**Consigne 1**
Dans le texte sur l'éducation des grands-ducs, reformulez sous forme de liste le paragraphe qui commence par « Le débat autour du rôle », en gardant ses faits principaux.
**Consigne 2**
Recopiez sans rien modifier le passage du texte sur l'éducation des grands-ducs qui commence par « Le débat autour » et va jusqu'à « de lui inculquer. ».
**Consigne 3**
Rédigez la suite du texte sur l'éducation des grands-ducs, à partir de sa dernière phrase.

**Texte fourni**
■ ■ ■ ■
L’historien du XIXe siècle Vassili Klioutchevski critique violemment, pour sa part, l’éducation des grands-ducs : ils lurent les œuvres des esprits les plus avancés à l’âge de dix-quatorze ans, c’est-à-dire trop tôt ; on ne leur inculqua pas de véritables connaissances, on se contenta de leur proposer de grandes idées, que les enfants interprétaient comme de beaux « contes politiques et moraux ». L’historien fait ce reproche aux éducateurs : « Ils leur enseignèrent la manière de ressentir et la façon de se conduire, mais ils ne leur apprirent pas à penser ni à agir5. »
Le débat autour du rôle – positif ou négatif, selon les points de vue des contemporains et des historiens – joué par Laharpe recouvre partiellement celui sur le caractère d’Alexandre Ier, les causes de ses revirements inattendus. Tous s’accordent à le reconnaître : Laharpe exerça une forte influence sur Alexandre. Devenu empereur, ce dernier appelle aussitôt près de lui le républicain suisse, un temps à la tête de la Confédération helvétique. Mais Laharpe éduque les deux grands-ducs ; or, le frère d’Alexandre, Constantin, restera absolument imperméable aux idées que le Suisse tentera de lui inculquer.
■ ■ ■ ■
**Données fournies**
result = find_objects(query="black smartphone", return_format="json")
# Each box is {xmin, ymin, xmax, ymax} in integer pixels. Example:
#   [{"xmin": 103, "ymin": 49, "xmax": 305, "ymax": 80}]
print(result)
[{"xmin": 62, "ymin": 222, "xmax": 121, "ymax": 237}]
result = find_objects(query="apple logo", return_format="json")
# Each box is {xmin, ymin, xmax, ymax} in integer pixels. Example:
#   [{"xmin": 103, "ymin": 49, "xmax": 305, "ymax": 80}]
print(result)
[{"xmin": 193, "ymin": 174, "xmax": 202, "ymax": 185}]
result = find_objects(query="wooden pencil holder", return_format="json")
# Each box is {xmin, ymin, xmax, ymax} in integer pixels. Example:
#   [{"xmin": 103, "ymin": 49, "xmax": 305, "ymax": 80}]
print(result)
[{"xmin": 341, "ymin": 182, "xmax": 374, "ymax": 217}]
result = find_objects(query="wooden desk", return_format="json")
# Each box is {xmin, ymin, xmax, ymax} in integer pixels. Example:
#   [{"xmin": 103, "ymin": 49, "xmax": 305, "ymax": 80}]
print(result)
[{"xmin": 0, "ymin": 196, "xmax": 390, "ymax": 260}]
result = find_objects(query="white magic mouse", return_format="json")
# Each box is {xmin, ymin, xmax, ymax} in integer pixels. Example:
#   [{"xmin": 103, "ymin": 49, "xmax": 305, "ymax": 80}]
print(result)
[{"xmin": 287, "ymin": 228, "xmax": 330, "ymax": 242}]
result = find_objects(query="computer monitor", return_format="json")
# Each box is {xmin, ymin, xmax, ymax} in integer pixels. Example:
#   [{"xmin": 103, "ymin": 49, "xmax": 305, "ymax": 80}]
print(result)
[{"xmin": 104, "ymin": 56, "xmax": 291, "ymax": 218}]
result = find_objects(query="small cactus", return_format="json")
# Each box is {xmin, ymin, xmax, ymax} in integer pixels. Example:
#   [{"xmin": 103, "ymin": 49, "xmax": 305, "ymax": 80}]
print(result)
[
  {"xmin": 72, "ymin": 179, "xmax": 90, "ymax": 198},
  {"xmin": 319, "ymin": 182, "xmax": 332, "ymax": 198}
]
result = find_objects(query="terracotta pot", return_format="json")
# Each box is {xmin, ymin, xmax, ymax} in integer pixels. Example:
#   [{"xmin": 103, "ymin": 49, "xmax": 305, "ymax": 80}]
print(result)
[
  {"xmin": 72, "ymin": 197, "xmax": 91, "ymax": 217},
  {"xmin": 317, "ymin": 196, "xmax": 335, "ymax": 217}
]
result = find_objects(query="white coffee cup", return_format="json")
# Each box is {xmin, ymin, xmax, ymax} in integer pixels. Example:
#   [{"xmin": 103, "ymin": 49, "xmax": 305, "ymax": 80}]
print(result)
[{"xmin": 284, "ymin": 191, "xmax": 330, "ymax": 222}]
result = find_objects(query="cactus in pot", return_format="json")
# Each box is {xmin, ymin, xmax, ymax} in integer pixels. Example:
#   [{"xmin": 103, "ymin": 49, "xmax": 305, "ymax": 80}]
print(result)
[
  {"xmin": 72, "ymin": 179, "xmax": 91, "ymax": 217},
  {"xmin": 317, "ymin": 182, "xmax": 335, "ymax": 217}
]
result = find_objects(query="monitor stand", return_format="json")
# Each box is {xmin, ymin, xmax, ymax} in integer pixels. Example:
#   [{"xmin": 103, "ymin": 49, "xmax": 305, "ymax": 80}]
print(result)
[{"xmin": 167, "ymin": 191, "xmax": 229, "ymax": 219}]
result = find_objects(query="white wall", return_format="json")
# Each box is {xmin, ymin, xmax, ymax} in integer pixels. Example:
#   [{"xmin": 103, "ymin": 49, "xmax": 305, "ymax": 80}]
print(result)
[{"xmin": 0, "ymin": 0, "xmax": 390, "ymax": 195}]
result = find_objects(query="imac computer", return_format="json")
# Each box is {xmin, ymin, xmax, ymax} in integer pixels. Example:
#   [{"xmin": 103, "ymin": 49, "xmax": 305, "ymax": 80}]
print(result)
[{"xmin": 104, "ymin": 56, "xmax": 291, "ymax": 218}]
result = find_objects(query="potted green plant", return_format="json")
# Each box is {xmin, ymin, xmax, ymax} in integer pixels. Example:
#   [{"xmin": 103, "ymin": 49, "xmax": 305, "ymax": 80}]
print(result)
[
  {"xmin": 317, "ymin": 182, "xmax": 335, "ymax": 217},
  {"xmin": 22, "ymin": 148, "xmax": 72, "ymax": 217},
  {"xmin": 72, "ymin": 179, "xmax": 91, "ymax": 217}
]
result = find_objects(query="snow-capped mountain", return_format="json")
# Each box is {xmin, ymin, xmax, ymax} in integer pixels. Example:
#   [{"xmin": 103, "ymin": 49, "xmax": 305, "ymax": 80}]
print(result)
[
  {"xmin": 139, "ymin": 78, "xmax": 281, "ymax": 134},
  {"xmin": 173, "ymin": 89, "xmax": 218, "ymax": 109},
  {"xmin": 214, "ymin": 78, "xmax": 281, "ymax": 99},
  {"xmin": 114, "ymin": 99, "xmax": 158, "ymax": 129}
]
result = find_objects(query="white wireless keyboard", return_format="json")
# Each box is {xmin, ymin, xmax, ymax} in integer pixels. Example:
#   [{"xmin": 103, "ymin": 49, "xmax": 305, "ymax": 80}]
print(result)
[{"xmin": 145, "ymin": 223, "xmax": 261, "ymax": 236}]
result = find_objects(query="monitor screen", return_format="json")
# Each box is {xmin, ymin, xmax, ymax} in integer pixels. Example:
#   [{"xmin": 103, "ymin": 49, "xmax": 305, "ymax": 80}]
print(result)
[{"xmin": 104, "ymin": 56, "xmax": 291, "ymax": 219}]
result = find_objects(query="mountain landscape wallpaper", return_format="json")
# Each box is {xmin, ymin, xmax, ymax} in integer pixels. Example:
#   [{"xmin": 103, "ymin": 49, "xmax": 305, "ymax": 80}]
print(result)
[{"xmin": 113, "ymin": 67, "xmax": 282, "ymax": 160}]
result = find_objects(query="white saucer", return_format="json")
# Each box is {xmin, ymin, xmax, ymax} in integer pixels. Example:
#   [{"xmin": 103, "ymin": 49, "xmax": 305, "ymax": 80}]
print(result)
■ ■ ■ ■
**Réponse 1**
- Le rôle de Laharpe, jugé positif ou négatif selon les contemporains et les historiens, rejoint en partie le débat sur le caractère d'Alexandre Ier et sur ses revirements inattendus.
- Tous reconnaissent la forte influence de Laharpe sur Alexandre.
- Devenu empereur, Alexandre appelle aussitôt près de lui ce républicain suisse, qui a un temps dirigé la Confédération helvétique.
- Laharpe éduque aussi Constantin, le frère d'Alexandre, qui restera absolument imperméable à ses idées.

**Réponse 2**
Le débat autour du rôle – positif ou négatif, selon les points de vue des contemporains et des historiens – joué par Laharpe recouvre partiellement celui sur le caractère d’Alexandre Ier, les causes de ses revirements inattendus. Tous s’accordent à le reconnaître : Laharpe exerça une forte influence sur Alexandre. Devenu empereur, ce dernier appelle aussitôt près de lui le républicain suisse, un temps à la tête de la Confédération helvétique. Mais Laharpe éduque les deux grands-ducs ; or, le frère d’Alexandre, Constantin, restera absolument imperméable aux idées que le Suisse tentera de lui inculquer.

**Réponse 3**
Vassili Klioutchevski, le meilleur portraitiste des souverains russes, reconnaît que, sur le plan des qualités personnelles, Alexandre ne peut être comparé qu’au tsar Alexis Mikhaïlovitch : il fut « une belle fleur, mais de serre, qui n’eut ni le temps ni la capacité de s’acclimater à la terre russe ; il grandit et s’épanouit magnifiquement tant que le temps fut au beau, mais dès que soufflèrent les tempêtes du Nord, dès qu’arrivèrent nos intempéries russes d’automne, il s’étiola et déclina6 ». Le jugement est cruel et manifestement contestable.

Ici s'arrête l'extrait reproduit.